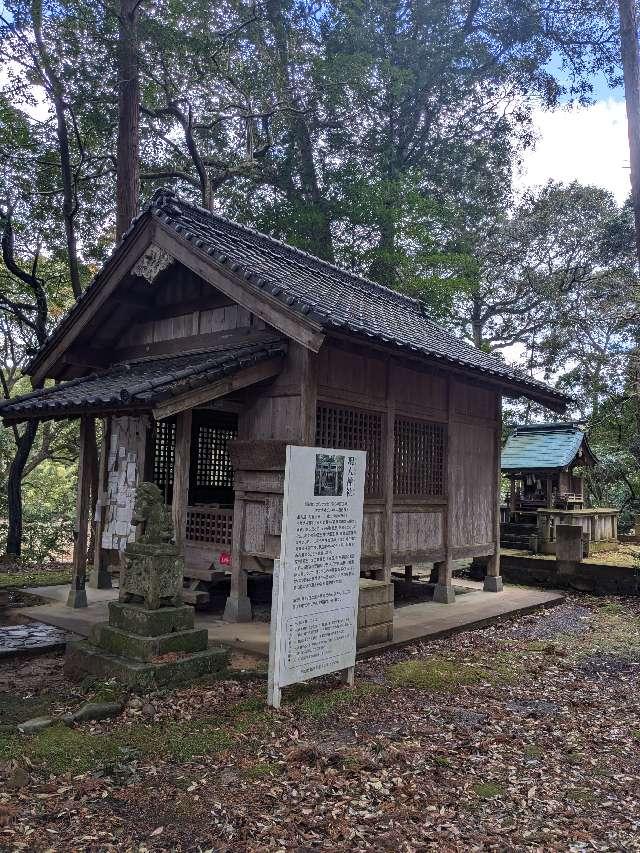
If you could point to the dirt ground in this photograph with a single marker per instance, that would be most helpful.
(522, 736)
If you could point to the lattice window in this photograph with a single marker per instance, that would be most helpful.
(419, 458)
(163, 455)
(210, 525)
(353, 429)
(213, 467)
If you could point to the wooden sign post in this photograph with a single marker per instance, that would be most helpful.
(314, 610)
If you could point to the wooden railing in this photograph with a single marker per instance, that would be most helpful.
(209, 524)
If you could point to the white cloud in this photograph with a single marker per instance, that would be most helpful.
(580, 143)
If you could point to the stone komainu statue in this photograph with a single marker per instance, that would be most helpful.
(153, 570)
(151, 513)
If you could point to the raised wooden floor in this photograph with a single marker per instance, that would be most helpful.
(425, 621)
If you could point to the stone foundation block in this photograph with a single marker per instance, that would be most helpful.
(237, 609)
(150, 623)
(493, 583)
(118, 642)
(376, 614)
(374, 635)
(374, 592)
(83, 658)
(443, 594)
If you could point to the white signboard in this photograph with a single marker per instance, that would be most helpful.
(314, 610)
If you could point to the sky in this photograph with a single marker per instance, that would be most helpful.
(582, 143)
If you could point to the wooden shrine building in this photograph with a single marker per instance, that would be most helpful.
(206, 347)
(545, 464)
(540, 462)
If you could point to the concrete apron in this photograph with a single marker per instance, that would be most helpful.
(425, 621)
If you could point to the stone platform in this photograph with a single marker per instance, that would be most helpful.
(424, 621)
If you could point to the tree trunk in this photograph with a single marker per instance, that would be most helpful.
(631, 69)
(14, 488)
(127, 155)
(54, 88)
(317, 229)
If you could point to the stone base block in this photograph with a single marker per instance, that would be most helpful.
(135, 619)
(373, 635)
(83, 659)
(443, 594)
(374, 592)
(237, 609)
(493, 583)
(77, 598)
(118, 642)
(100, 577)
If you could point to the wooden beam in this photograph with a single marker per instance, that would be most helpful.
(388, 469)
(181, 466)
(113, 273)
(242, 292)
(493, 581)
(210, 340)
(444, 368)
(100, 577)
(443, 592)
(77, 593)
(258, 373)
(309, 397)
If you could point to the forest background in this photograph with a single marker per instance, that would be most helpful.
(382, 135)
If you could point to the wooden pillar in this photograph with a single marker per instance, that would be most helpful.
(238, 605)
(100, 577)
(493, 581)
(77, 593)
(389, 459)
(443, 592)
(512, 494)
(181, 466)
(309, 397)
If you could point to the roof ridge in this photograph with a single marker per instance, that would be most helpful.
(161, 195)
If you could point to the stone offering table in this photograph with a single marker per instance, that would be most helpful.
(150, 640)
(599, 528)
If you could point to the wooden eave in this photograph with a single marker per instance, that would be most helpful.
(506, 387)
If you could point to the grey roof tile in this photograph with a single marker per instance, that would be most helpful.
(140, 384)
(333, 297)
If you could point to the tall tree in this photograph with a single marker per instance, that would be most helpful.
(128, 146)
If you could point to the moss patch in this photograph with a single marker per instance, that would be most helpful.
(319, 705)
(262, 770)
(14, 709)
(435, 673)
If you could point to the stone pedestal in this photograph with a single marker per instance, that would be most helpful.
(145, 649)
(150, 640)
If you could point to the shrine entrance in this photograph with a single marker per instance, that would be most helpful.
(207, 525)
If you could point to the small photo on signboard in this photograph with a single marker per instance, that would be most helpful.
(329, 477)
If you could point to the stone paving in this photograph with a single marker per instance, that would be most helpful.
(31, 638)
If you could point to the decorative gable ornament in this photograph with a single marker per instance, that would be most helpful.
(154, 261)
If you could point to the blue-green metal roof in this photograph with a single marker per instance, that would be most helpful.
(545, 446)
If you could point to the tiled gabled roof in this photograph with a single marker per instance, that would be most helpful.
(543, 447)
(140, 384)
(333, 297)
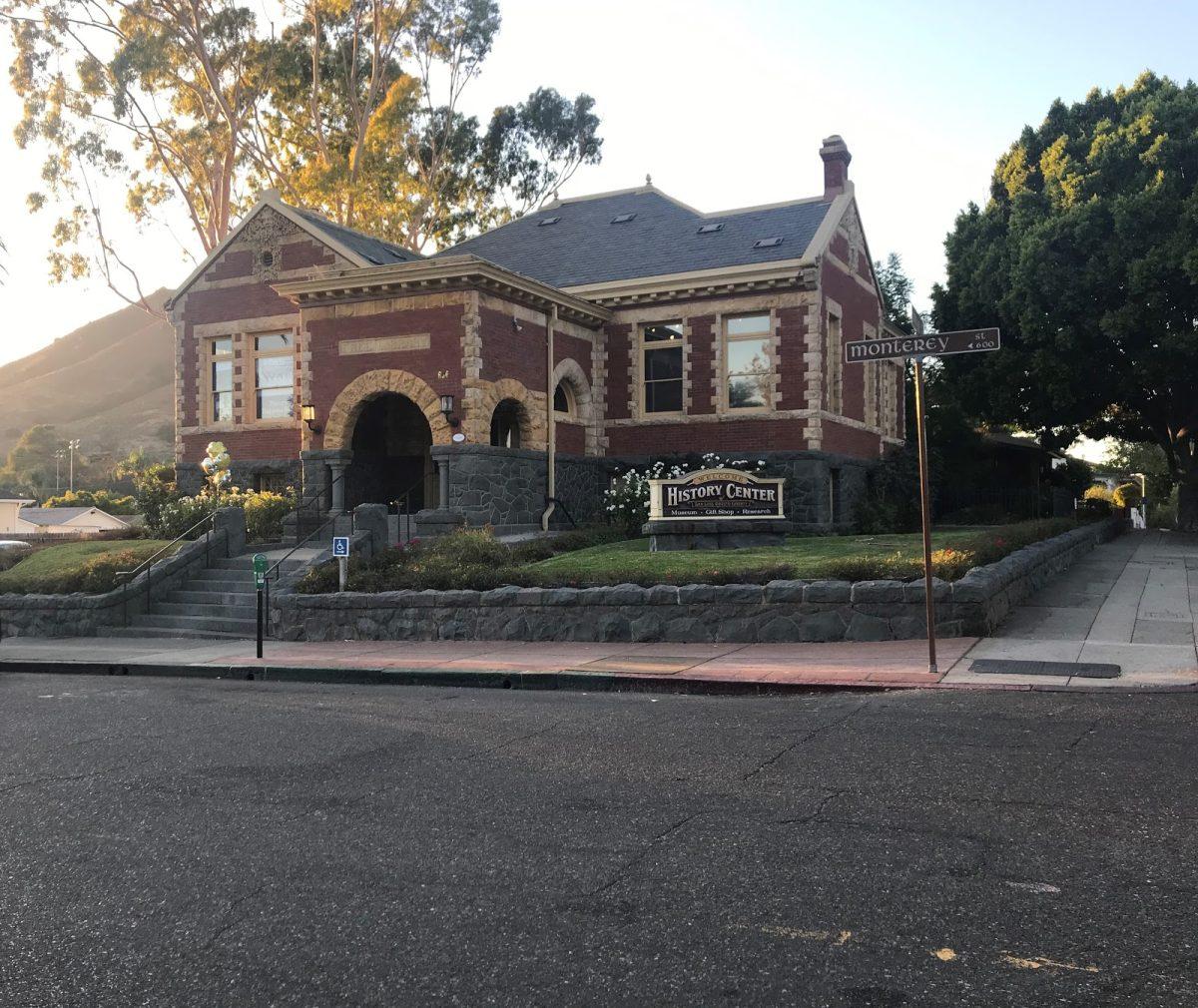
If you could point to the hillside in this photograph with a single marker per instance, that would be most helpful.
(111, 383)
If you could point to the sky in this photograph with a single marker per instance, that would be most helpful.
(725, 106)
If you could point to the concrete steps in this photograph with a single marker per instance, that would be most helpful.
(167, 634)
(220, 602)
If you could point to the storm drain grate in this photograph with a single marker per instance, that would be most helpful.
(1015, 667)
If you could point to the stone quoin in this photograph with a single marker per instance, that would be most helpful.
(612, 329)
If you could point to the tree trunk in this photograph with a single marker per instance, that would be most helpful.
(1187, 499)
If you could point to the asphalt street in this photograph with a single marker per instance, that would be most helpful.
(196, 843)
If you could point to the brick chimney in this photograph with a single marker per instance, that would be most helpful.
(836, 157)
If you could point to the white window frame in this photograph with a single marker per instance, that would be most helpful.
(644, 381)
(834, 360)
(766, 335)
(253, 355)
(211, 358)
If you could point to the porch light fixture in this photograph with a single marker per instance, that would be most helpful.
(308, 414)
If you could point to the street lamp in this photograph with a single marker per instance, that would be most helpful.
(308, 414)
(72, 444)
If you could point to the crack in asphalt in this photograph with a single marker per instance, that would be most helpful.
(808, 738)
(802, 820)
(226, 928)
(645, 851)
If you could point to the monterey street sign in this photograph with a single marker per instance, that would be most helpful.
(933, 345)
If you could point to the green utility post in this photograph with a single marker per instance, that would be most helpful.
(259, 581)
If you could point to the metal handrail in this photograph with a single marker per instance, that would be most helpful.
(407, 498)
(154, 558)
(311, 535)
(148, 564)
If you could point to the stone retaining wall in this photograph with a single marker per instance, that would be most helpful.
(82, 616)
(783, 611)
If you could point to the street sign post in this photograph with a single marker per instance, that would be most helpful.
(261, 564)
(919, 346)
(341, 551)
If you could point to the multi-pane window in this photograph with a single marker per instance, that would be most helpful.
(834, 366)
(748, 366)
(221, 379)
(274, 376)
(662, 345)
(563, 402)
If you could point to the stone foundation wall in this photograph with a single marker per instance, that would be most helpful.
(783, 611)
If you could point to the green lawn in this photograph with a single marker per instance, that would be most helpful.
(803, 557)
(53, 568)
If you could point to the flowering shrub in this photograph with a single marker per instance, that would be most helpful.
(952, 564)
(264, 509)
(627, 502)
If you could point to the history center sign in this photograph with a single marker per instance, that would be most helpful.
(716, 493)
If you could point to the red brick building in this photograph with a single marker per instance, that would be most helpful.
(608, 328)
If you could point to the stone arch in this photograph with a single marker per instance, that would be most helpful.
(484, 396)
(344, 413)
(572, 373)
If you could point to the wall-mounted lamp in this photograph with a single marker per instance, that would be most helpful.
(308, 414)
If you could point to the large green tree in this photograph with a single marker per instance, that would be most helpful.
(1087, 256)
(348, 107)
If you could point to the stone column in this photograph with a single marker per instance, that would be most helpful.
(371, 518)
(233, 522)
(336, 468)
(442, 483)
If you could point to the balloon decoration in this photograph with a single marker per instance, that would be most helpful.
(216, 466)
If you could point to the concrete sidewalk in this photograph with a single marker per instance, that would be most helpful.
(1132, 602)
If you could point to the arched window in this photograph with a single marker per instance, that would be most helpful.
(506, 424)
(563, 400)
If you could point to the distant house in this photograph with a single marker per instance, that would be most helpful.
(17, 517)
(10, 512)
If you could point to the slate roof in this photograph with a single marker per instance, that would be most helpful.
(53, 516)
(372, 250)
(585, 247)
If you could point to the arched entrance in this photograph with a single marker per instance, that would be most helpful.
(390, 445)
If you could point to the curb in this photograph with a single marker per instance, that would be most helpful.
(570, 679)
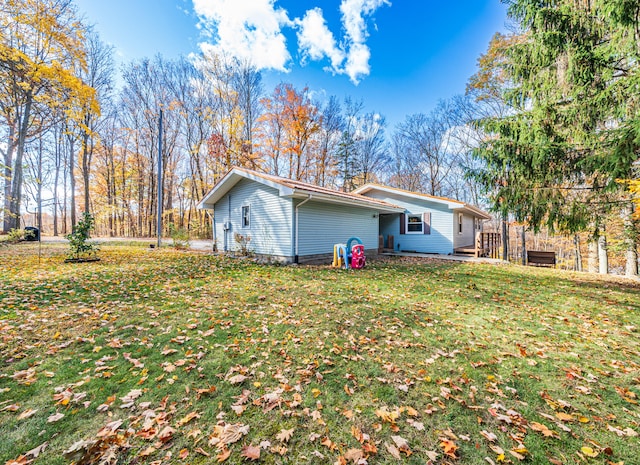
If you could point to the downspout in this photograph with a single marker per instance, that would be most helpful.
(213, 228)
(295, 260)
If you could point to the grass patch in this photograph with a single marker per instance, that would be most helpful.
(163, 356)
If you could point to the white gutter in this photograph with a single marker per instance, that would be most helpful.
(213, 227)
(297, 207)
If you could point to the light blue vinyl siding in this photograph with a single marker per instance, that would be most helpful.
(468, 235)
(321, 225)
(271, 220)
(441, 239)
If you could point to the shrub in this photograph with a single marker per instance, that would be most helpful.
(243, 242)
(80, 248)
(180, 237)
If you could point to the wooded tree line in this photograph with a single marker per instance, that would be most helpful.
(74, 141)
(548, 132)
(565, 155)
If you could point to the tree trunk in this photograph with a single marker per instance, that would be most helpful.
(592, 259)
(603, 259)
(72, 181)
(8, 162)
(87, 153)
(505, 240)
(39, 186)
(630, 240)
(524, 245)
(576, 241)
(16, 181)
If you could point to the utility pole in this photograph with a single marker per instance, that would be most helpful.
(160, 181)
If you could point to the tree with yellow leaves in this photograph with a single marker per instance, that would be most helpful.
(40, 43)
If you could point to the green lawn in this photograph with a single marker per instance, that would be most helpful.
(173, 357)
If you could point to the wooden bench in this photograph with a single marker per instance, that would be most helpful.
(541, 258)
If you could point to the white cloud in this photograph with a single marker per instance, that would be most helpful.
(354, 13)
(316, 41)
(252, 30)
(247, 29)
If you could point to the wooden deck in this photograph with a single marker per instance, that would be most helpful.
(486, 245)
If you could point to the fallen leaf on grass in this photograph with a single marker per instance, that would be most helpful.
(589, 452)
(147, 452)
(55, 417)
(543, 429)
(188, 418)
(393, 450)
(449, 448)
(285, 434)
(37, 451)
(237, 379)
(250, 452)
(27, 413)
(166, 434)
(201, 451)
(354, 455)
(225, 434)
(223, 455)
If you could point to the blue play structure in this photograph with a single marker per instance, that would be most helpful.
(349, 255)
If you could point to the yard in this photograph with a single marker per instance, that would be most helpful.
(159, 356)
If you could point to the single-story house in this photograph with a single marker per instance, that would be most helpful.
(292, 221)
(428, 224)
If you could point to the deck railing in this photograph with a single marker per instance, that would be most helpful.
(487, 245)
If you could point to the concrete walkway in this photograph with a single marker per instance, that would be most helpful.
(207, 245)
(455, 258)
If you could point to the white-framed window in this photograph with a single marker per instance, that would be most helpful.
(415, 223)
(246, 216)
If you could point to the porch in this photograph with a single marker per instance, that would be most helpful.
(486, 245)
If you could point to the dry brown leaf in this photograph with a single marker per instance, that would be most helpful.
(55, 417)
(147, 452)
(251, 452)
(237, 379)
(189, 417)
(354, 455)
(285, 434)
(449, 448)
(393, 450)
(27, 413)
(223, 455)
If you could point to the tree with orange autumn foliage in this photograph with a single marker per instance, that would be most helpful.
(290, 121)
(40, 44)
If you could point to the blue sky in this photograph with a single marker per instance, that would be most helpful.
(400, 57)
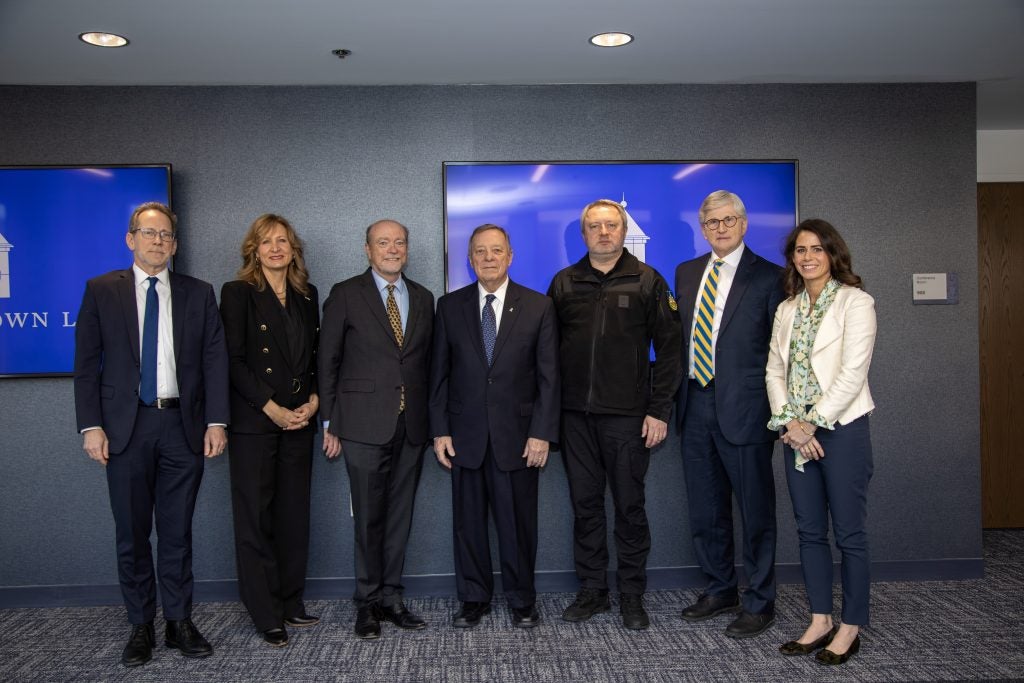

▬▬▬▬▬▬

Please return every line of the listing above that contains the word "brick". Case matters.

If you could point to the brick chimney in this photograph with a single marker per instance, that would be most helpful.
If you could point to the red brick building in this photograph with a single marker per instance, that would be most helpful.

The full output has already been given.